# Work order
The answer must be an exact copy of the listing below.

# Material shown

☆ ☆ ☆ ☆ ☆

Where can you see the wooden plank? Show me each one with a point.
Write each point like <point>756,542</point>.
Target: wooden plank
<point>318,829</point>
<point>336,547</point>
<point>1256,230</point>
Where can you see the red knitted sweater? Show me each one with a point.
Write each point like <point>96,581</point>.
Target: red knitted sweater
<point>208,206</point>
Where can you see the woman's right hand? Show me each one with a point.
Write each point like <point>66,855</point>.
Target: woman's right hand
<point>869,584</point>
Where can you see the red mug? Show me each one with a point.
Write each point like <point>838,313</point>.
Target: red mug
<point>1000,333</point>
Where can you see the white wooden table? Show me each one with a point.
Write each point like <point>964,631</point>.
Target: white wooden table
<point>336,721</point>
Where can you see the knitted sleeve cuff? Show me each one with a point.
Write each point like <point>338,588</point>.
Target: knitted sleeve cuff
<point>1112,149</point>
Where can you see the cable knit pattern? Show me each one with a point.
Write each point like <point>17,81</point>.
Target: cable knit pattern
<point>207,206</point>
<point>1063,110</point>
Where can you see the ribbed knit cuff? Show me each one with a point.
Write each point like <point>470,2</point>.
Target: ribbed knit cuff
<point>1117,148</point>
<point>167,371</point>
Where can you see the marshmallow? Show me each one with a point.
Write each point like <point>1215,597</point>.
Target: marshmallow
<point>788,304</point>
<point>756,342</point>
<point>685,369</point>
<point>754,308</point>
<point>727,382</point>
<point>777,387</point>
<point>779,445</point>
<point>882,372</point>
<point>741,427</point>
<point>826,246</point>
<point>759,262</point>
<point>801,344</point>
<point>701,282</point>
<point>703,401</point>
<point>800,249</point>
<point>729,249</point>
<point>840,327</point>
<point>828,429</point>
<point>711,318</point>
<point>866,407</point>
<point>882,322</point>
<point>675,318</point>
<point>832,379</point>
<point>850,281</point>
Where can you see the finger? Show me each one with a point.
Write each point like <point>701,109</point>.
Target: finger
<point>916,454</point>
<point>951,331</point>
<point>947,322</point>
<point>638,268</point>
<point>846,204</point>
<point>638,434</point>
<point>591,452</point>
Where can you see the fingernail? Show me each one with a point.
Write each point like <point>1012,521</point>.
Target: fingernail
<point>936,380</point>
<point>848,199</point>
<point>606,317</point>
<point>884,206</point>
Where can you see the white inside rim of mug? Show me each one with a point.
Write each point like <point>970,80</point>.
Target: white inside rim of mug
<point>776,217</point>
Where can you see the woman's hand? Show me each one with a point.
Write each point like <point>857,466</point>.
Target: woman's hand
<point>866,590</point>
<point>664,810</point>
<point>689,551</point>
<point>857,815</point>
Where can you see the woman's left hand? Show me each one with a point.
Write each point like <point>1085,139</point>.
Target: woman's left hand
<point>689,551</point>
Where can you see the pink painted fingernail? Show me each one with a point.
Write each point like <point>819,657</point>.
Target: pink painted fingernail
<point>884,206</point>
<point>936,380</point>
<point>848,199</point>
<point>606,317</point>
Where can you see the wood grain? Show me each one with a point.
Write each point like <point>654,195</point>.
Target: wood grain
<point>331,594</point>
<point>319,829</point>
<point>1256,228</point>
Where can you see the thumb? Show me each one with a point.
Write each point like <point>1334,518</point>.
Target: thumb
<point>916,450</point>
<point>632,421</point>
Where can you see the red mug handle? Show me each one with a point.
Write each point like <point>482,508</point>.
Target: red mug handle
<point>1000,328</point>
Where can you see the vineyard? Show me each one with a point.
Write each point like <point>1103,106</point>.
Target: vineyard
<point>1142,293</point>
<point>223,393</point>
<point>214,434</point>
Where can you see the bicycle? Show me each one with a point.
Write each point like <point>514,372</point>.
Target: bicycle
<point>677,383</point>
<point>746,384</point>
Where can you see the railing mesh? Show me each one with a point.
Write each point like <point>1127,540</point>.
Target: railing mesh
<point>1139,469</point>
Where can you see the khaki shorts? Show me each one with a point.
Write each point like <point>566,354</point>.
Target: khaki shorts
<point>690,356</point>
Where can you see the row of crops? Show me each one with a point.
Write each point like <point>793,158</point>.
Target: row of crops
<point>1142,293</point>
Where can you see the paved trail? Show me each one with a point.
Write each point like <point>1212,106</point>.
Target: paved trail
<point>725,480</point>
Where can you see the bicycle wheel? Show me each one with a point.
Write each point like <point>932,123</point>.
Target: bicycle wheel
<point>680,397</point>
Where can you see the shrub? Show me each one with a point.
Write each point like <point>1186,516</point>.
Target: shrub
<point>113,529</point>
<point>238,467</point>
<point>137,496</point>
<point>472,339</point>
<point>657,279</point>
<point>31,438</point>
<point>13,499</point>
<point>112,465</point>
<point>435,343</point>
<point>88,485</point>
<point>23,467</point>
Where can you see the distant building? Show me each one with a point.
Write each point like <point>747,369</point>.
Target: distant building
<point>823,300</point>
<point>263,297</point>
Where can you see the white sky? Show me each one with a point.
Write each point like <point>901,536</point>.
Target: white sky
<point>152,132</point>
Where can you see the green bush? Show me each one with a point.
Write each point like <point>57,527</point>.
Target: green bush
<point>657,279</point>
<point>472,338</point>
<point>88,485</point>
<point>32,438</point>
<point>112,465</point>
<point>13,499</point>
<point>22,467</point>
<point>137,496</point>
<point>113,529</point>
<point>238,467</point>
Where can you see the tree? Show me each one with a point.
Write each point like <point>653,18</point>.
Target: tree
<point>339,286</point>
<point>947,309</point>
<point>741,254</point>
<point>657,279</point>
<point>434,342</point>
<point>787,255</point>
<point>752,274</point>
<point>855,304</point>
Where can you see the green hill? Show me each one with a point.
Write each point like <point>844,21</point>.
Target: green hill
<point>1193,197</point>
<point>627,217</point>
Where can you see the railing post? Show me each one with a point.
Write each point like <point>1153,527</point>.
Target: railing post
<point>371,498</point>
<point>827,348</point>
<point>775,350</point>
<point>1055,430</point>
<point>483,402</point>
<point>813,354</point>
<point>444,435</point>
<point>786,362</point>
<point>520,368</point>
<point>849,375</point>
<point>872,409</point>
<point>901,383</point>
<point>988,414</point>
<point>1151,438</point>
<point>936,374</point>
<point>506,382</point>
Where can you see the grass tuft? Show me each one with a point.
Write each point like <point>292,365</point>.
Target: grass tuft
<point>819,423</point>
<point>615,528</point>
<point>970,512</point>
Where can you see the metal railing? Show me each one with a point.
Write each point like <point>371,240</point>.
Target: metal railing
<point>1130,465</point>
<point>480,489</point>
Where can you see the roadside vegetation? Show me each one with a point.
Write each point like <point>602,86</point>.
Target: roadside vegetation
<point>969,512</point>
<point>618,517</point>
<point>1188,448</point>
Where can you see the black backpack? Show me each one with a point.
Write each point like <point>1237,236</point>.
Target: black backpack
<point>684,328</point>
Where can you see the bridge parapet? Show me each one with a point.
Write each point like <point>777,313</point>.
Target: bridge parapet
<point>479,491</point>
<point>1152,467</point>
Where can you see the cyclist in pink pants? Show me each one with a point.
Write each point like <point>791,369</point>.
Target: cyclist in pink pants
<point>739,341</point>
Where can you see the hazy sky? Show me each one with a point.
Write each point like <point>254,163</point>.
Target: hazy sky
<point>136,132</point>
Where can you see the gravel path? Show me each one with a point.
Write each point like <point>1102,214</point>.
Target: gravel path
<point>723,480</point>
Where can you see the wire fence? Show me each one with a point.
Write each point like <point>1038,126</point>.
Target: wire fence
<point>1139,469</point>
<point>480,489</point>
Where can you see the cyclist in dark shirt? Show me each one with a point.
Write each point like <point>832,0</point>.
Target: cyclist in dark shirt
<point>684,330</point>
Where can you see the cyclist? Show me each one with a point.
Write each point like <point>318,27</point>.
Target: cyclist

☆ ☆ ☆ ☆ ☆

# Answer to this problem
Where can you see the wooden plank? Show me each one with a point.
Write each point like <point>756,542</point>.
Target: wooden plank
<point>318,829</point>
<point>336,547</point>
<point>1256,230</point>
Where can you see the red knitted sweater? Show me each one with a point.
Write each point like <point>96,581</point>.
Target: red knitted sweater
<point>208,206</point>
Where can you see the woman's right hand? Show me each one with a point.
Write each point like <point>66,855</point>.
Target: woman's right hand
<point>869,584</point>
Where can you see the red mug? Show me each one with a point.
Write each point like <point>838,313</point>.
Target: red mug
<point>1000,333</point>
Where can you see the white wooden table? Show me each one with a point.
Write each point like <point>964,631</point>.
Target: white wooden table
<point>336,721</point>
Where can you see the knitted sleeve cuff? Show me each one with a point.
Write each point like <point>338,588</point>.
Target: knitted sleeve cuff
<point>1112,149</point>
Where can you see the cable knit pattern? Show me each one with a point.
Write each point like <point>17,81</point>.
Target: cable knit pattern
<point>207,206</point>
<point>1063,110</point>
Where can you see the ribbed knit cuff? Show me each one with a point.
Write each point like <point>470,2</point>.
Target: ribbed knit cuff
<point>1117,148</point>
<point>167,371</point>
Where can you see the marshmallow? Show me each one with a point.
Write each point like <point>1215,597</point>.
Target: marshmallow
<point>788,304</point>
<point>756,342</point>
<point>685,369</point>
<point>754,308</point>
<point>727,382</point>
<point>777,387</point>
<point>779,445</point>
<point>882,372</point>
<point>741,427</point>
<point>826,246</point>
<point>759,262</point>
<point>801,344</point>
<point>701,282</point>
<point>703,401</point>
<point>800,249</point>
<point>729,249</point>
<point>840,327</point>
<point>828,429</point>
<point>711,318</point>
<point>866,407</point>
<point>882,322</point>
<point>675,318</point>
<point>832,379</point>
<point>850,281</point>
Where can you see the finger? Show me each one with a point.
Write each point like <point>701,109</point>.
Target: finger
<point>916,454</point>
<point>951,331</point>
<point>947,322</point>
<point>638,268</point>
<point>846,204</point>
<point>638,434</point>
<point>591,452</point>
Where can you see the fingernail? Show me each one with a point.
Write each point like <point>1012,521</point>.
Target: fingernail
<point>936,380</point>
<point>848,199</point>
<point>606,317</point>
<point>884,206</point>
Where can you see the white inside rim of mug? Show me each one with a point.
Write each point like <point>970,80</point>.
Target: white inside rim of mug
<point>776,217</point>
Where can you see the woman's hand? Show me each one with a point.
Write each point like <point>857,466</point>.
Target: woman's hand
<point>866,590</point>
<point>664,810</point>
<point>689,551</point>
<point>857,815</point>
Where can you see the woman's left hand? Show me each one with a point.
Write each point like <point>1085,139</point>.
Target: woman's left hand
<point>689,551</point>
Where can you see the pink painted fingernail? Show me each one with a point.
Write each point like <point>819,657</point>.
Target: pink painted fingernail
<point>884,206</point>
<point>936,380</point>
<point>848,199</point>
<point>606,317</point>
Where can you see the wood grain? Show me each one with a point.
Write each point like <point>654,195</point>.
Target: wood grain
<point>331,594</point>
<point>319,829</point>
<point>1256,228</point>
Where can you see the thumb? Show me each one with a point.
Write each point like <point>1334,518</point>.
Target: thumb
<point>916,450</point>
<point>632,421</point>
Where can you see the red mug handle? Show me each one with a point.
Write each point like <point>482,508</point>.
Target: red mug handle
<point>1000,328</point>
Where can you see the vineyard? Show me each one with a point.
Write each point like <point>1103,106</point>.
Target: vineyard
<point>1142,293</point>
<point>223,393</point>
<point>214,434</point>
Where can you see the bicycle? Show me each one with a point.
Write each point like <point>514,372</point>.
Target: bicycle
<point>677,383</point>
<point>746,384</point>
Where can you see the railing mesh? Show me each one with a point.
Write each point like <point>1127,540</point>.
Target: railing mesh
<point>1139,469</point>
Where can you see the khaki shorts? Show me each one with a point.
Write each point like <point>566,354</point>.
Target: khaki shorts
<point>690,356</point>
Where can you see the row of crops? Show me each one with a point.
Write each point like <point>793,158</point>.
Target: row of crops
<point>1142,293</point>
Where can you see the paved trail? Show me each one with a point.
Write each point like <point>1212,106</point>.
Target: paved trail
<point>725,480</point>
Where can you see the bicycle wheel? Show me each one with a point.
Write each point like <point>932,123</point>.
Target: bicycle wheel
<point>680,397</point>
Where can you see the shrub? Show me each one with a point.
Write each point like <point>1186,516</point>.
Target: shrub
<point>113,529</point>
<point>238,467</point>
<point>137,496</point>
<point>472,339</point>
<point>657,279</point>
<point>31,438</point>
<point>13,499</point>
<point>112,465</point>
<point>435,343</point>
<point>88,485</point>
<point>23,467</point>
Where can you see the distant building? Show me each one with a point.
Write each point like <point>747,369</point>.
Target: distant building
<point>823,300</point>
<point>263,297</point>
Where can you see the white sky? Show me each one with a point.
Write each point like <point>901,536</point>.
Target: white sky
<point>152,132</point>
Where can you see the green bush? Show me each one with a point.
Write each point like <point>57,527</point>.
Target: green bush
<point>657,279</point>
<point>472,338</point>
<point>88,485</point>
<point>32,438</point>
<point>112,465</point>
<point>13,499</point>
<point>22,467</point>
<point>137,496</point>
<point>113,529</point>
<point>238,467</point>
Where can you see the tree? Show me each one with a point.
Write each point like <point>653,18</point>.
Target: tree
<point>339,286</point>
<point>947,309</point>
<point>741,254</point>
<point>657,279</point>
<point>434,342</point>
<point>787,255</point>
<point>752,274</point>
<point>855,304</point>
Where can you see the green hill? Show me each one with a point.
Write each point like <point>844,21</point>.
Target: green hill
<point>1193,197</point>
<point>627,217</point>
Where can you see the railing post? Show me each one with a point.
Write each point like <point>1153,527</point>.
Target: railing post
<point>371,498</point>
<point>827,348</point>
<point>775,350</point>
<point>1055,430</point>
<point>483,402</point>
<point>813,354</point>
<point>444,435</point>
<point>786,362</point>
<point>520,368</point>
<point>849,375</point>
<point>872,409</point>
<point>901,383</point>
<point>988,414</point>
<point>1151,438</point>
<point>936,374</point>
<point>506,382</point>
Where can you see the grass tuft? Show me each one with a point.
Write each point like <point>292,365</point>.
Target: grass tuft
<point>819,423</point>
<point>615,528</point>
<point>970,512</point>
Where can you see the metal railing? Show me each one with a point.
Write each point like <point>371,240</point>.
Target: metal railing
<point>1130,465</point>
<point>480,489</point>
Where can you see the roadside vegetation? Show me each one with a point.
Write each point like <point>602,86</point>.
Target: roadside vegetation
<point>969,512</point>
<point>618,517</point>
<point>1188,448</point>
Where can you see the black backpack? Show me each one with a point.
Write each point like <point>1237,236</point>.
Target: black backpack
<point>684,328</point>
Where can you see the bridge parapet? Show me each one with a point.
Write each point like <point>777,313</point>.
Target: bridge parapet
<point>479,491</point>
<point>1152,467</point>
Where can you see the cyclist in pink pants? Show me each one with a point.
Write each point like <point>791,369</point>.
Target: cyclist in pink pants
<point>739,341</point>
Where can you see the hazy sky? Show me each one with a point.
Write each point like <point>254,163</point>.
Target: hazy sky
<point>136,132</point>
Where can you see the gravel path? Show me each one with a point.
Write each point like <point>1102,214</point>.
Target: gravel path
<point>723,480</point>
Where can you see the wire fence? Show me each one with a point.
Write each point like <point>1038,126</point>.
Target: wire fence
<point>1139,469</point>
<point>480,489</point>
Where can you see the cyclist in dark shirt? Show me each one with a point.
Write each point like <point>832,0</point>.
Target: cyclist in dark shirt
<point>684,330</point>
Where can you see the cyclist? Show me each one with a point.
Write each point like <point>318,27</point>.
Target: cyclist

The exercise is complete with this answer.